◆ Excerpt provided ◆

—————

Frozen Evolution. Or, that’s not the way it is, Mr. Darwin. A Farewell to Selfish Gene.

If a population is exposed to directional selection (see IV.6.2), for example for increased body size, the average size of organism in the population initially changes rapidly; however, after a certain time, the population will cease to react to selection. At least three phenomena can be responsible for the loss of evolutionary plasticity. The simplest (and mostly incorrect) explanation is exhaustion of genetically determined variability in the population. It follows that this is an incorrect explanation, amongst other things, from the fact that the population almost always retains the ability to respond to selection in the opposite direction (Lynch & Walsh 1998).

Another possible explanation is genetic homeostasis (see IV.9.2). Genetic homeostasis is a complicated phenomenon in which a key role is apparently played by the pleiotropic effects of a large number of genes, i.e. their effect on a number of traits, and also epistatic interactions amongst the individual genes. If, for example, through artificial selection during the experiment, we increase the frequency in the population of alleles that have a negative effect on the viability of the organism in the homozygote state or are even lethal in the homozygote state, the population will cease to respond to directional selection at the moment when the intensity of the directed artificial selection equals the intensity of natural selection, acting in the opposite direction.

The third cause of loss of responsiveness in the population could be the existence of supergenes. The population can still have a large amount of additive genetically determined variability; however, this variability is contained primarily inside supergenes and, unless recombination occurs between the loci inside the supergene, it is not available for evolution (Sheppard 1958). Cases are known where the population resists intensive selection for dozens of generations without changing at all through the effect of this selection and suddenly, as if without any reason, it begins to respond to the selection pressure again. The main reason for the renewal of evolutionary responsiveness could be the formation of a rare recombinant in which the alleles in closely neighbouring loci within certain alleles of the supergene are separated.

—————

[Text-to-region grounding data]
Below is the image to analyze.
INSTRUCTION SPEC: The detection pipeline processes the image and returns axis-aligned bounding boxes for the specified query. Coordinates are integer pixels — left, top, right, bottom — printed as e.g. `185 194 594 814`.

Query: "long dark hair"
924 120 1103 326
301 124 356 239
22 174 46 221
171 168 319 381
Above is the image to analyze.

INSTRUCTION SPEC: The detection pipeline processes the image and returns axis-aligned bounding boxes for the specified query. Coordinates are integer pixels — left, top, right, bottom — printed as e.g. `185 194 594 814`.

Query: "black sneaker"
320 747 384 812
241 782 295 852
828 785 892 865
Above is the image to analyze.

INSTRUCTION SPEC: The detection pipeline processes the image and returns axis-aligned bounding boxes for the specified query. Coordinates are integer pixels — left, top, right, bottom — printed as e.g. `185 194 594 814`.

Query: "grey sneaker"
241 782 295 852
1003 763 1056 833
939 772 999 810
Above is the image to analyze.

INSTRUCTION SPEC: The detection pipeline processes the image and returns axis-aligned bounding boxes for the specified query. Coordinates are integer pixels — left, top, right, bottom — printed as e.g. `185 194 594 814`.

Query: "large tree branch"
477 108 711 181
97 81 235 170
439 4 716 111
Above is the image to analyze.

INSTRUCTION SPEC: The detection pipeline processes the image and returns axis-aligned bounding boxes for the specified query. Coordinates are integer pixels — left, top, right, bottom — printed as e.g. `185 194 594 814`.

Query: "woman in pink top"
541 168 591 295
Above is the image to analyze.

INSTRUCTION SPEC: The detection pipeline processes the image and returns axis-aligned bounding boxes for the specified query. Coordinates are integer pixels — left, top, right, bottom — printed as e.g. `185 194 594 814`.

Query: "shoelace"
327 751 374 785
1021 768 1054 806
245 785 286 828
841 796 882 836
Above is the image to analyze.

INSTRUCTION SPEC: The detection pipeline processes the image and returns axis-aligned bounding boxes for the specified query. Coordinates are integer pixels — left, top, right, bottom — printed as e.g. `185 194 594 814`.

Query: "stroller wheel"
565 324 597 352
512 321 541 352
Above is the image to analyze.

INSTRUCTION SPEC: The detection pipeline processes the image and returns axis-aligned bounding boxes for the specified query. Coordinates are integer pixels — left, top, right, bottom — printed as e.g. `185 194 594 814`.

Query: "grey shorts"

—————

◆ Exercise aim ◆
Rewrite part of the passage on frozen evolution, starting at the words "Another possible explanation" and ending after "the opposite direction.". Substitute "homozygous condition" for "homozygote state" throughout that part.

◆ Problem solution ◆
Another possible explanation is genetic homeostasis (see IV.9.2). Genetic homeostasis is a complicated phenomenon in which a key role is apparently played by the pleiotropic effects of a large number of genes, i.e. their effect on a number of traits, and also epistatic interactions amongst the individual genes. If, for example, through artificial selection during the experiment, we increase the frequency in the population of alleles that have a negative effect on the viability of the organism in the homozygous condition or are even lethal in the homozygous condition, the population will cease to respond to directional selection at the moment when the intensity of the directed artificial selection equals the intensity of natural selection, acting in the opposite direction.